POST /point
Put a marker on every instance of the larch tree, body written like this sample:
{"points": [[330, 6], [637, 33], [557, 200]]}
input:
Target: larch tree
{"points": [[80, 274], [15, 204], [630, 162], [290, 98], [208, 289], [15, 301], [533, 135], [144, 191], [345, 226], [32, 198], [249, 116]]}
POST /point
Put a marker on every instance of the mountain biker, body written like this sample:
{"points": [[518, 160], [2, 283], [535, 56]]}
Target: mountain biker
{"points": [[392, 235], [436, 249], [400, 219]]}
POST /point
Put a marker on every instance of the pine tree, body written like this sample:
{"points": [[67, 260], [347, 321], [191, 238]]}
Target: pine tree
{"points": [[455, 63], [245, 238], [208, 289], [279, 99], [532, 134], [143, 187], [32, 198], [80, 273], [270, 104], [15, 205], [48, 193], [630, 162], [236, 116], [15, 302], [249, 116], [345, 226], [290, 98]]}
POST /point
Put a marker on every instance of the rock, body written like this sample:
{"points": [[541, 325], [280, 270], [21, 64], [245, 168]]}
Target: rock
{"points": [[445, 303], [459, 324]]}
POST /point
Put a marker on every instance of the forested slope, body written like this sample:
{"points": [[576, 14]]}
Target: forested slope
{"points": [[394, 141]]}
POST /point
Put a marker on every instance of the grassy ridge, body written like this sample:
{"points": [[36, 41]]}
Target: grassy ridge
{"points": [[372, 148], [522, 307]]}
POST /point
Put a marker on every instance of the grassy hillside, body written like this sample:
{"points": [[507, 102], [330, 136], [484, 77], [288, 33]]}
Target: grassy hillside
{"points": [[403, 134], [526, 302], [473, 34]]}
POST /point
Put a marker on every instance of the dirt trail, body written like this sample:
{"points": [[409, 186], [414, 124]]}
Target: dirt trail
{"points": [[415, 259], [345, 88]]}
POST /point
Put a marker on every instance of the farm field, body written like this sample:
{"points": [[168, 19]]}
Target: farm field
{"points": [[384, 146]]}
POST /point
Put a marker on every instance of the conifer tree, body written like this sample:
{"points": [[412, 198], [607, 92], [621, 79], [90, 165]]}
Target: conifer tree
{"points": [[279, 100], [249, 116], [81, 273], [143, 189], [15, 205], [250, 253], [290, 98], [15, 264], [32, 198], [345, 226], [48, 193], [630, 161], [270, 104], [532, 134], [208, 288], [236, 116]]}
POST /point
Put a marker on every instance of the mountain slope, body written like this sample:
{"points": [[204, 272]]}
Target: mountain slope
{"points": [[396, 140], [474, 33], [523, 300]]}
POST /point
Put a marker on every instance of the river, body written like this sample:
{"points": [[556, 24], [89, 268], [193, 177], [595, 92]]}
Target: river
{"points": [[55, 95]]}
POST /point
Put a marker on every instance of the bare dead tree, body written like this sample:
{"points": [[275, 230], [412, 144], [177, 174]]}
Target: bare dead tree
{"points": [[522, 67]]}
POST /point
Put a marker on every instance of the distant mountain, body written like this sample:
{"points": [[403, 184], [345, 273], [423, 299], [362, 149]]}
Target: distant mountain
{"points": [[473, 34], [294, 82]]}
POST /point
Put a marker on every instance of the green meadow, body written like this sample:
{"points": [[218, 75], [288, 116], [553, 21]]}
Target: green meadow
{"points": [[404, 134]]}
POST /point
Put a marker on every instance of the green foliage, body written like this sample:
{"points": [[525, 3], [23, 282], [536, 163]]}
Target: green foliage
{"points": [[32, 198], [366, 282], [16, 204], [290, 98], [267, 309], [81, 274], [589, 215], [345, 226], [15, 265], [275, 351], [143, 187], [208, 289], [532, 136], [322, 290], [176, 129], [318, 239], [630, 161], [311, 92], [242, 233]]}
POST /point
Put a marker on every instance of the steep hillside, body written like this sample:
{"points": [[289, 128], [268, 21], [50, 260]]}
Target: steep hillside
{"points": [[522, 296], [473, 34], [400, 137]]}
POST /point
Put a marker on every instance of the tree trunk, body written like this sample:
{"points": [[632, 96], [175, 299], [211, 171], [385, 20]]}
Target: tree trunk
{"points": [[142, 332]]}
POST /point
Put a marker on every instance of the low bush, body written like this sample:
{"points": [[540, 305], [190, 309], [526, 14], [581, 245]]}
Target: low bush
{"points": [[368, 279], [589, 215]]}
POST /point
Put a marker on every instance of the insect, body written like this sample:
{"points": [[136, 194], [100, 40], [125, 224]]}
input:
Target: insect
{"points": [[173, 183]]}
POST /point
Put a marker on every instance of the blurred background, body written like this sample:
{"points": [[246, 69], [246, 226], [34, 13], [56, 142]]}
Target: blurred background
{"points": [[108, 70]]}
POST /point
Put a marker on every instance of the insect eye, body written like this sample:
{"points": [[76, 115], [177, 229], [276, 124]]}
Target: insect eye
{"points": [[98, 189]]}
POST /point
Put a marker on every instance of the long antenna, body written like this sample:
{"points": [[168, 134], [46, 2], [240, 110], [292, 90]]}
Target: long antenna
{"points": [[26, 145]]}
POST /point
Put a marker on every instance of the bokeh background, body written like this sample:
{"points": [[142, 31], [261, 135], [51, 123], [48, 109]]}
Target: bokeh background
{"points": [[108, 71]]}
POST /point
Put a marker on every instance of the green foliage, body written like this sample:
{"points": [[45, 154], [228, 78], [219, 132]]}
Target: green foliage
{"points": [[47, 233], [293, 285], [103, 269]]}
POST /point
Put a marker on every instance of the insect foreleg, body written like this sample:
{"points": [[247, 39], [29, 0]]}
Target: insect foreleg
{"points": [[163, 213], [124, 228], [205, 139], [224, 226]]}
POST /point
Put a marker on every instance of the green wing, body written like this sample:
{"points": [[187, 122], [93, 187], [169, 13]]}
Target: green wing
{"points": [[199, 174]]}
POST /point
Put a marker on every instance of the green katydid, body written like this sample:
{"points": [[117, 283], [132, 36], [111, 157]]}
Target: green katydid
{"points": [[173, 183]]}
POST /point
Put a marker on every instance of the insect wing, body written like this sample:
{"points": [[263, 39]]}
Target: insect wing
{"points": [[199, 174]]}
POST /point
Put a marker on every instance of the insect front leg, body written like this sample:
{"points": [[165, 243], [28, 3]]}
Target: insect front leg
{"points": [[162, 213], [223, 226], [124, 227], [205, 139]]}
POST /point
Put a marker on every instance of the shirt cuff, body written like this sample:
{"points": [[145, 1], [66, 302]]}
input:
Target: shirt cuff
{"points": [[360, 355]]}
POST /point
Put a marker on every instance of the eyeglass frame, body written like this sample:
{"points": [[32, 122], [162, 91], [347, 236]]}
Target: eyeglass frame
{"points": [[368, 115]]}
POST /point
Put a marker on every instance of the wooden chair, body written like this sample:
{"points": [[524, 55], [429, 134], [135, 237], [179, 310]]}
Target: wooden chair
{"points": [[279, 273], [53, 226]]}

→ **Exercise directions**
Every line of the material should be transcribed without alteration.

→ **Problem solution**
POST /point
Put a marker on every instance of the larch tree, body written like this sample:
{"points": [[330, 6], [637, 33], [557, 200]]}
input:
Target: larch tree
{"points": [[80, 274], [15, 204], [630, 162], [290, 98], [208, 289], [15, 301], [533, 135], [144, 191], [345, 226], [32, 198], [249, 116]]}
POST /point
Put a marker on every instance of the mountain biker, body written like this sample:
{"points": [[518, 160], [2, 283], [535, 56]]}
Target: mountain biker
{"points": [[392, 235], [436, 249], [400, 219]]}
POST /point
Put a marker on every instance of the pine tree, body written like this sample:
{"points": [[67, 260], [347, 321], [191, 238]]}
Target: pine tree
{"points": [[455, 63], [245, 238], [208, 289], [279, 99], [532, 134], [143, 187], [32, 198], [80, 273], [270, 104], [15, 205], [48, 193], [630, 162], [236, 116], [15, 302], [249, 116], [345, 226], [290, 98]]}
POST /point
Put a marker on every instance of the rock, body written like this sample:
{"points": [[541, 325], [280, 270], [21, 64], [245, 168]]}
Target: rock
{"points": [[445, 303], [459, 324]]}
POST /point
Put a marker on every instance of the forested slope, body written like this sample:
{"points": [[576, 14]]}
Target: forested slope
{"points": [[394, 141]]}
POST /point
Put a marker on every instance of the grassy ridge, body written like this sample:
{"points": [[36, 41]]}
Target: grassy ridge
{"points": [[372, 148], [522, 307]]}
POST /point
Put a marker on every instance of the grassy hillside, body written like this sample:
{"points": [[507, 102], [330, 136], [484, 77], [288, 33]]}
Target: grassy hillside
{"points": [[403, 134], [526, 302], [473, 34]]}
POST /point
Put a marker on every instance of the dirt trail, body written like this sample:
{"points": [[409, 186], [414, 124]]}
Target: dirt trail
{"points": [[415, 259], [345, 88]]}
POST /point
Put a marker on every instance of the farm field, body written like this sample:
{"points": [[168, 19]]}
Target: farm field
{"points": [[384, 146]]}
POST /point
Put a marker on every instance of the conifer tree, body written like this sample:
{"points": [[412, 198], [607, 92], [621, 79], [90, 165]]}
Target: conifer tree
{"points": [[279, 100], [249, 116], [81, 273], [143, 189], [15, 205], [250, 253], [290, 98], [15, 264], [32, 198], [345, 226], [48, 193], [630, 161], [270, 104], [532, 134], [208, 288], [236, 116]]}
POST /point
Put a marker on every instance of the mountain slope, body written like this sample:
{"points": [[204, 272]]}
Target: mountain slope
{"points": [[396, 140], [474, 33], [523, 300]]}
POST /point
Put a marker on every instance of the river, body written like this sample:
{"points": [[556, 24], [89, 268], [193, 177], [595, 92]]}
Target: river
{"points": [[55, 95]]}
POST /point
Put a marker on every instance of the bare dead tree, body written like this sample:
{"points": [[275, 230], [412, 144], [177, 174]]}
Target: bare dead tree
{"points": [[522, 67]]}
POST /point
Put a marker on every instance of the distant mountain, body written like this sample:
{"points": [[403, 184], [345, 273], [423, 299], [362, 149]]}
Target: distant mountain
{"points": [[473, 34], [294, 82]]}
POST /point
Put a marker on every instance of the green meadow, body written like this sample:
{"points": [[218, 75], [288, 116], [553, 21]]}
Target: green meadow
{"points": [[404, 134]]}
POST /point
Put a marker on every instance of the green foliage, body written like this sample:
{"points": [[525, 3], [23, 282], [536, 163]]}
Target: green foliage
{"points": [[32, 198], [366, 282], [16, 204], [290, 98], [267, 309], [81, 274], [589, 215], [345, 226], [15, 265], [275, 351], [143, 187], [208, 289], [532, 136], [322, 290], [176, 129], [318, 239], [630, 161], [311, 92], [242, 233]]}
POST /point
Put a marker on every instance of the steep hillside, body written like this sample:
{"points": [[289, 128], [268, 21], [50, 260]]}
Target: steep hillside
{"points": [[522, 296], [473, 34], [400, 137]]}
POST /point
Put a marker on every instance of the tree trunk, body written like this sample:
{"points": [[632, 96], [175, 299], [211, 171], [385, 20]]}
Target: tree trunk
{"points": [[142, 332]]}
POST /point
Put a marker on every instance of the low bush, body written like this sample:
{"points": [[540, 305], [190, 309], [526, 14], [581, 245]]}
Target: low bush
{"points": [[368, 279], [589, 215]]}
POST /point
Put a marker on every instance of the insect, body written like this sample:
{"points": [[136, 194], [100, 40], [125, 224]]}
input:
Target: insect
{"points": [[173, 183]]}
POST /point
Put a marker on every instance of the blurred background, body written like this sample:
{"points": [[246, 69], [246, 226], [34, 13], [56, 142]]}
Target: blurred background
{"points": [[108, 70]]}
POST /point
Put a marker on every instance of the insect eye, body written like this sample:
{"points": [[76, 115], [177, 229], [276, 124]]}
Target: insect eye
{"points": [[98, 189]]}
POST /point
Put a marker on every instance of the long antenna, body written like this sample:
{"points": [[168, 134], [46, 2], [240, 110], [292, 90]]}
Target: long antenna
{"points": [[26, 145]]}
POST /point
Put a marker on every instance of the bokeh background, body written like this sample:
{"points": [[142, 31], [261, 135], [51, 123], [48, 109]]}
Target: bokeh background
{"points": [[108, 71]]}
POST /point
Put a marker on every instance of the green foliage, body written like this sample:
{"points": [[45, 154], [228, 78], [219, 132]]}
Target: green foliage
{"points": [[47, 233], [293, 285], [103, 269]]}
POST /point
Put a marker on every instance of the insect foreleg, body written like this sample:
{"points": [[247, 39], [29, 0]]}
Target: insect foreleg
{"points": [[163, 213], [124, 228], [205, 139], [224, 226]]}
POST /point
Put a marker on every instance of the green wing, body written like this sample:
{"points": [[187, 122], [93, 187], [169, 13]]}
Target: green wing
{"points": [[199, 174]]}
POST /point
Put a marker on every instance of the green katydid, body written like this sample:
{"points": [[117, 283], [132, 36], [111, 157]]}
Target: green katydid
{"points": [[173, 183]]}
POST /point
Put a marker on every instance of the insect wing, body written like this sample:
{"points": [[263, 39]]}
Target: insect wing
{"points": [[199, 174]]}
POST /point
Put a marker on every instance of the insect front leg, body written like this sample:
{"points": [[165, 243], [28, 3]]}
Target: insect front leg
{"points": [[162, 213], [223, 226], [124, 227], [205, 139]]}
POST /point
Put a marker on every instance of the shirt cuff, body written like this sample:
{"points": [[145, 1], [66, 302]]}
input:
Target: shirt cuff
{"points": [[360, 355]]}
POST /point
Put a marker on every instance of the eyeglass frame, body written like this sample:
{"points": [[32, 122], [162, 91], [347, 236]]}
Target: eyeglass frame
{"points": [[368, 115]]}
POST /point
Put a marker on every instance of the wooden chair, body written like this sample:
{"points": [[524, 55], [429, 134], [135, 237], [179, 310]]}
Target: wooden chair
{"points": [[279, 273], [53, 226]]}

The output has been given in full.